Tags: government, identity, logical security, physical security, retail, security, smartcards, Smartphones
The devil, as they say, is in the details.
One of the key tenets of engineering is to reduce complexity, but in doing so it is important to understand the implications. While we might try to view one technology as it relates to another to help us simplify the details, it is important that we recognise how and where they differ.
Case in point.
When it comes to wireless networks, I often talk about how there are two questions I dislike being asked more than any others:
- How many clients can connect to an access point?
- What is the maximum range of an access point?
The reason is that I believe they are the wrong questions. They are being asked from perspective of someone trying to relate to a wireless network as if it were a wired network. What they are really asking is “how many switch ports do I need to cover this area?”
But wireless networks are not switched networks. While each connected device in a wired network has its own physical cable, and thereby its own gigabit Ethernet link, in a wireless network, every device connected to a particular access point shares the same RF spectrum, the same total available bandwidth.
For a standard access point in today’s deployments, that means a maximum total bandwidth of 144Mbps on the 2.4GHz band with a 20MHz channel and 300Mbps on the 5GHz band with a 40MHz channel using channel bonding.
But that is an over simplification.
Those aggregate bandwidths assume each client is connected at the highest available data rate. As we increase range, however, the data rate decreases, thereby reducing the overall channel utilisation. Therefore, with fewer access points, we are not just sharing a limited amount of bandwidth with more clients, but we are actually reducing the total available bandwidth.
Interference, particularly as access points cover larger areas, becomes an even greater issue. An increase in the signal to noise ratio leads to a decrease in the maximum sustainable data rate. This again reduces the overall channel utilisation. The key here is that a wireless network’s ability to not only detect, but where possible mitigate interference is critical to its ability to sustain higher data rates and maximise the total available bandwidth in each cell.
All this assumes that the wireless clients connecting to the network are even capable of supporting those high data rates.
Most smartphones on the market today support only 802.11g in the 2.4GHz band, meaning that at most they can support 54Mbps.

Stored data entries
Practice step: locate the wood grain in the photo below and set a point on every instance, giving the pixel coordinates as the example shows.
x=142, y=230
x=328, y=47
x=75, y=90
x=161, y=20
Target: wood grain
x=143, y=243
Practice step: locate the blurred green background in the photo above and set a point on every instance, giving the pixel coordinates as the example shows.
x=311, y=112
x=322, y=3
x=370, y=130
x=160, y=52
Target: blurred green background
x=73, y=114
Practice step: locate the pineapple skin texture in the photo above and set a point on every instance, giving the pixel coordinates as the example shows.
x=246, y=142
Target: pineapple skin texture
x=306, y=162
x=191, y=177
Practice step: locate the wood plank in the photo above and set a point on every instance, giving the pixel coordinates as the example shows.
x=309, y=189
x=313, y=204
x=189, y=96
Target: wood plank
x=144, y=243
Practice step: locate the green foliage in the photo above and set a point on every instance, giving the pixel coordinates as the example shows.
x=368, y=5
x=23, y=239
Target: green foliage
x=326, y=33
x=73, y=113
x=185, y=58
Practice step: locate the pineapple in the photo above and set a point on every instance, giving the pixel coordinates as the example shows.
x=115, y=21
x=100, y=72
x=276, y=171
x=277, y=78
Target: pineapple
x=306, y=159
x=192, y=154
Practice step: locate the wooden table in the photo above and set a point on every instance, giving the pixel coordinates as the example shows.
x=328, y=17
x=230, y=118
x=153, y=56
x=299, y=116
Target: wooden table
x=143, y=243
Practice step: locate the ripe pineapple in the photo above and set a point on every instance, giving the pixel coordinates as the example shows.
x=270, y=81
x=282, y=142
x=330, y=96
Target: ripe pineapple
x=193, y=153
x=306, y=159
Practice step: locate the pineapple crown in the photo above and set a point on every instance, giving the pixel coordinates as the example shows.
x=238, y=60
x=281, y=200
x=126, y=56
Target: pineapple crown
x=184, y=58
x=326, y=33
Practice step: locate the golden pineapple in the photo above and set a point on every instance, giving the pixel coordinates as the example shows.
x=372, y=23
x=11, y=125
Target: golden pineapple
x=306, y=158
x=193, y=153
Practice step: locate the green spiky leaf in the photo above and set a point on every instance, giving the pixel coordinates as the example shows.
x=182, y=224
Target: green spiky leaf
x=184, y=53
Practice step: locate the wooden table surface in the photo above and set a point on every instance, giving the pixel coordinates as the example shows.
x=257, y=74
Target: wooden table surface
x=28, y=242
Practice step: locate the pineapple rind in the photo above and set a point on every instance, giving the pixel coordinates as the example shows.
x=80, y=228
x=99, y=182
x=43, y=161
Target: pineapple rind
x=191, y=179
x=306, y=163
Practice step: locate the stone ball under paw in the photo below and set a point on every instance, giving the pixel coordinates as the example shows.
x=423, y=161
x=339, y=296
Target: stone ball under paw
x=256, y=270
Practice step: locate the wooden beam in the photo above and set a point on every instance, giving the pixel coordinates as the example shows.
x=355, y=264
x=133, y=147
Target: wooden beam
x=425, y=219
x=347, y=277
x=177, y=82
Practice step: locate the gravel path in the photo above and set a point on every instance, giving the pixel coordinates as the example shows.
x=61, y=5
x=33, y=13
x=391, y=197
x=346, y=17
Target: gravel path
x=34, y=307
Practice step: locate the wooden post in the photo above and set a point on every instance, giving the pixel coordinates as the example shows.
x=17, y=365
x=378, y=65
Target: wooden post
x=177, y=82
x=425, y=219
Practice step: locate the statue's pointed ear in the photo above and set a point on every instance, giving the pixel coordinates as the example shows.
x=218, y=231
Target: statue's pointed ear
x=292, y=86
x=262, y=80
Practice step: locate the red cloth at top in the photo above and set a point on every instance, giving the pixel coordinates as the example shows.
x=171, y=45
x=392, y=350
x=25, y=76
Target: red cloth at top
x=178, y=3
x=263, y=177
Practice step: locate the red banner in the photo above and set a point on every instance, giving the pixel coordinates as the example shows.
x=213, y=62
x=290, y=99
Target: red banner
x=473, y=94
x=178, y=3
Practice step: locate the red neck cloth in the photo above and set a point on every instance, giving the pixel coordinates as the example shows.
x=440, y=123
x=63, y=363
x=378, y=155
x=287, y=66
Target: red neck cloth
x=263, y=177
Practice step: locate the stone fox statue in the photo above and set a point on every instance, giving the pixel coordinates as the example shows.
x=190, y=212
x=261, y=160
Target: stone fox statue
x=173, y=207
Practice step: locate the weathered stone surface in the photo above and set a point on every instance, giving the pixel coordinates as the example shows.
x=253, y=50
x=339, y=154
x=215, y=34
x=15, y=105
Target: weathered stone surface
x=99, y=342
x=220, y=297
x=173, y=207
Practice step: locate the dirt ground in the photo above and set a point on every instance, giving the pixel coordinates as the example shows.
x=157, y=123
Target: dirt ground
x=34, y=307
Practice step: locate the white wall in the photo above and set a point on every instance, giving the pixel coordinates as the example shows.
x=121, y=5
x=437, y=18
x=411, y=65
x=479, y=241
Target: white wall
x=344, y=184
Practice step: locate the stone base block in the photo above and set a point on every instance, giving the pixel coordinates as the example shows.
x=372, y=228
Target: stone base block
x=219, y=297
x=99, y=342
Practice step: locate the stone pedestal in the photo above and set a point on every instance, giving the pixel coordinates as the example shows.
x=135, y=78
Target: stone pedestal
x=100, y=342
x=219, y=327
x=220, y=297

**INSTRUCTIONS:**
[1] Repeat everything in the wireless networks passage from "Interference, particularly as" down to "in each cell.".
[2] According to the wireless networks passage, what is the most data rate that most smartphones on the market today can support?

**SOLUTIONS PER TASK:**
[1]
Interference, particularly as access points cover larger areas, becomes an even greater issue. An increase in the signal to noise ratio leads to a decrease in the maximum sustainable data rate. This again reduces the overall channel utilisation. The key here is that a wireless network’s ability to not only detect, but where possible mitigate interference is critical to its ability to sustain higher data rates and maximise the total available bandwidth in each cell.

[2] 54Mbps